**Consigne écrite 1:**
Répondez à ces questions sur l'extrait consacré au découpage électoral au Togo :
(a) En quelle année le Doyen MELEDJE faisait-il son constat sur le contentieux du découpage électoral ?
(b) Quel parti Jean-Pierre Fabre présidait-il ?
(c) Combien de sièges le parti UNIR s'est-il octroyés en 2013 ?
**Consigne écrite 2:**
Dressez la liste de toutes les personnes nommées dans l'extrait consacré au découpage électoral au Togo.
**Consigne écrite 3:**
Recopiez le passage de l'extrait consacré au découpage électoral au Togo en commençant par « Le Doyen MELEDJE » et en terminant par « semble toujours d’actualité. ».

**Extrait du document:**
Le découpage inique fausse le jeu électoral rendu de facto largement favorable au pouvoir. Malgré l’inertie du pouvoir depuis 2007, il est temps d’attaquer la question devant la justice.
TRIBUNE DE BIBI PACOME MOUGUE, juriste doctorant en droit.
Le Doyen MELEDJE constatait, en 2009, que : « …S’agissant du découpage électoral, quoique extrêmement sensible dans les élections en Afrique comme ailleurs, il est l’objet d’un contentieux pratiquement inexistant ; en général, les leaders politiques de l’opposition se plaignent, à l’occasion des élections législatives, des découpages électoraux fantaisistes, sans que cela ne donne lieu à un contentieux proprement dit » (MELEDJE (D. F.), « Le contentieux électoral en Afrique », Pouvoirs 2009/2 (n° 129)2009/2 (n° 129), Editions Le Seuil, p. 146). Le Togo ne fait pas exception à cet égard, et ce constat semble toujours d’actualité.
Le découpage électoral togolais, une histoire qui a la vie dure
En effet, le découpage électoral divise. Il divise la classe politique togolaise dans son ensemble. Le problème ne date pas d’aujourd’hui. Et, l’opposition n’a jamais manqué l’occasion de critiquer et de dénoncer le mécanisme adopté par le Gouvernement. Ainsi, par exemple, qu’en prélude aux élections législatives de décembre 2018, le président de l’Alliance Nationale pour le Changement (ANC), Jean-Pierre Fabre, principal leader de l’opposition à l’époque, relevait qu’«en 2007, un député du parti au pouvoir représentait 18.000 voix, tandis qu’un député de l’opposition représentait 38.000 voix. De même, la moyenne en 2013 donnait un député du parti au pouvoir élu avec environ 14.000 voix, alors qu’un député de l’opposition parlementaire est élu avec environ 28.000 voix ». Aussi, ajoutait-il en plaidant pour une juste représentativité des députés, qu’« en 2013, sur les 91 sièges en jeu, le parti UNIR au pouvoir s‘est octroyé 62 sièges avec 880 824 voix, alors que l’opposition dans son ensemble, avec 1.013.930 voix, s’est vue créditer de 29 sièges. En 2007, avec 900.000 voix, le pouvoir a eu 50 sièges alors que l’opposition avec 1.200.000 voix n’a eu que 31 sièges. Ça ne peut pas continuer ».

**Données extraites:**
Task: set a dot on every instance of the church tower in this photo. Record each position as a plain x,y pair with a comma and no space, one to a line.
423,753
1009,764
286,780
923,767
==
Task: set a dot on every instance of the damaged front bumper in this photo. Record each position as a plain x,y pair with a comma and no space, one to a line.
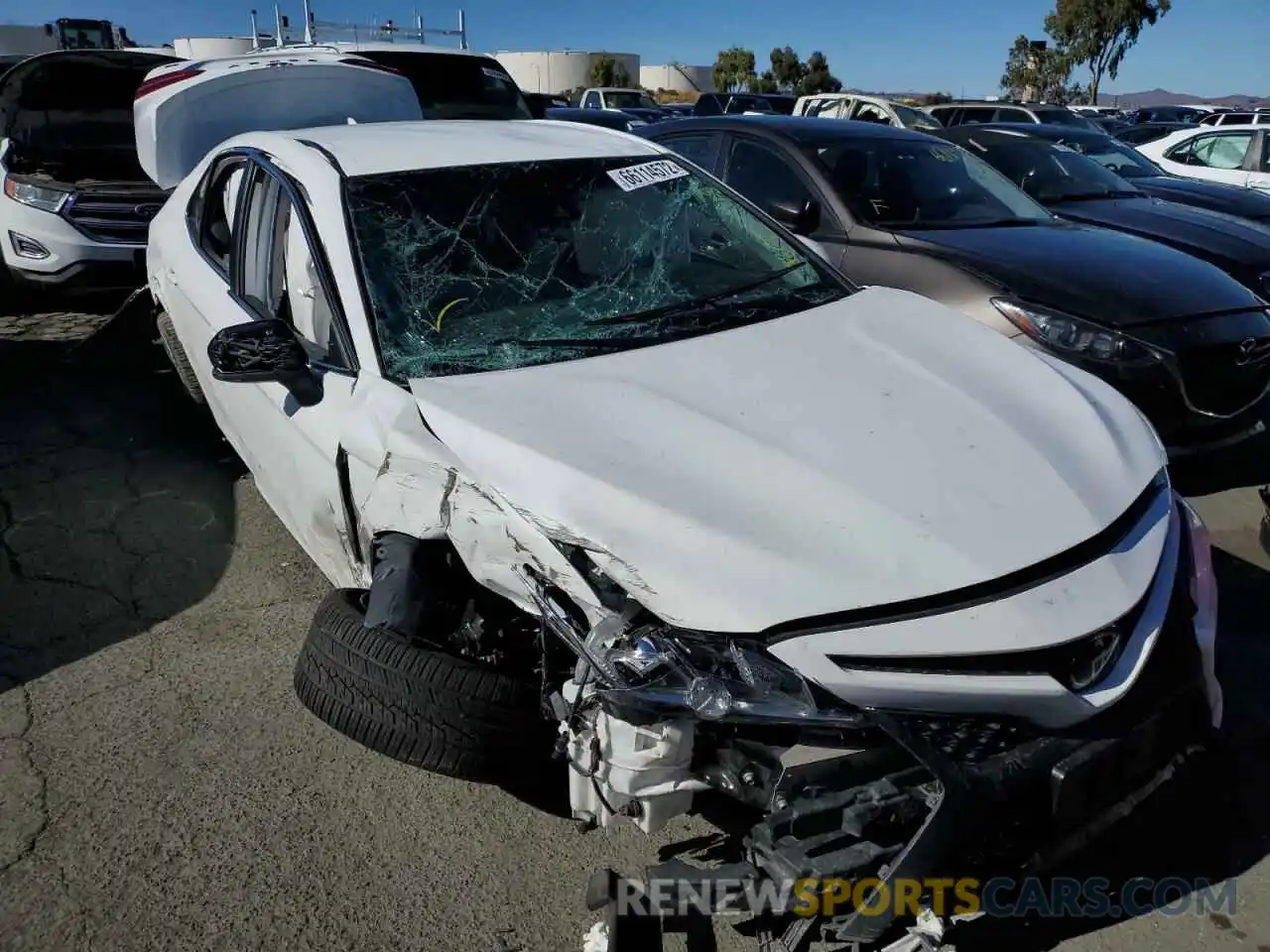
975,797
==
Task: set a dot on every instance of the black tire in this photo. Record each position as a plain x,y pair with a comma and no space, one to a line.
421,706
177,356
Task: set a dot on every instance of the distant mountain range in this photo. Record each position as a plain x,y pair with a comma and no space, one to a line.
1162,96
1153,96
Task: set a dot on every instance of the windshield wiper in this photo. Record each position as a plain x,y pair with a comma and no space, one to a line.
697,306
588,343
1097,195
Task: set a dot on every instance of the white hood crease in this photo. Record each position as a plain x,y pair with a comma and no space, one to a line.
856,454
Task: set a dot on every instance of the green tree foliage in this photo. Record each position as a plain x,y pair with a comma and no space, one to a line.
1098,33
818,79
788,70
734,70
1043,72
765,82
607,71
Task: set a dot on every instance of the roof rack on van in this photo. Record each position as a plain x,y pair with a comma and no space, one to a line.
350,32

**Résultat obtenu 1:**
(a) En 2009.
(b) L'Alliance Nationale pour le Changement (ANC).
(c) 62 sièges.

**Résultat obtenu 2:**
- Bibi Pacome Mougue
- Le Doyen Meledje (D. F.)
- Jean-Pierre Fabre

**Résultat obtenu 3:**
Le Doyen MELEDJE constatait, en 2009, que : « …S’agissant du découpage électoral, quoique extrêmement sensible dans les élections en Afrique comme ailleurs, il est l’objet d’un contentieux pratiquement inexistant ; en général, les leaders politiques de l’opposition se plaignent, à l’occasion des élections législatives, des découpages électoraux fantaisistes, sans que cela ne donne lieu à un contentieux proprement dit » (MELEDJE (D. F.), « Le contentieux électoral en Afrique », Pouvoirs 2009/2 (n° 129)2009/2 (n° 129), Editions Le Seuil, p. 146). Le Togo ne fait pas exception à cet égard, et ce constat semble toujours d’actualité.